> [ASSIGNED TASK]: Tell how many lines in the data hold "seaweed", giving that figure alone.

> [DATA LISTING]:
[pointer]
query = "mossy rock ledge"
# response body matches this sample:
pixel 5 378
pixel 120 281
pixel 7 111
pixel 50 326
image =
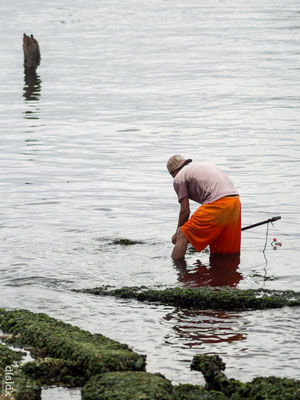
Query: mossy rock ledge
pixel 225 298
pixel 14 383
pixel 66 353
pixel 108 370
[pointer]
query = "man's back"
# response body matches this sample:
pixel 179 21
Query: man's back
pixel 203 183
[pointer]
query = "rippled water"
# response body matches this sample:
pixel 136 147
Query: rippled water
pixel 121 87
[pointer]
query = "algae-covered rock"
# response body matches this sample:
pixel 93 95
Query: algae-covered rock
pixel 8 356
pixel 193 392
pixel 93 354
pixel 127 242
pixel 52 371
pixel 14 384
pixel 128 386
pixel 212 367
pixel 269 388
pixel 260 388
pixel 225 298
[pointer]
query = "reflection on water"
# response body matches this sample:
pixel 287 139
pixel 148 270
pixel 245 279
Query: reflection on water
pixel 221 271
pixel 200 328
pixel 31 93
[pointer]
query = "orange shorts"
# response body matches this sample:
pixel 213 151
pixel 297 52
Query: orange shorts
pixel 217 224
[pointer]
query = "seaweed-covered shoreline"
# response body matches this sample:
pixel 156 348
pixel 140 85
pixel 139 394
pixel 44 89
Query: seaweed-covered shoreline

> [OUTPUT FOR THIS TASK]: 2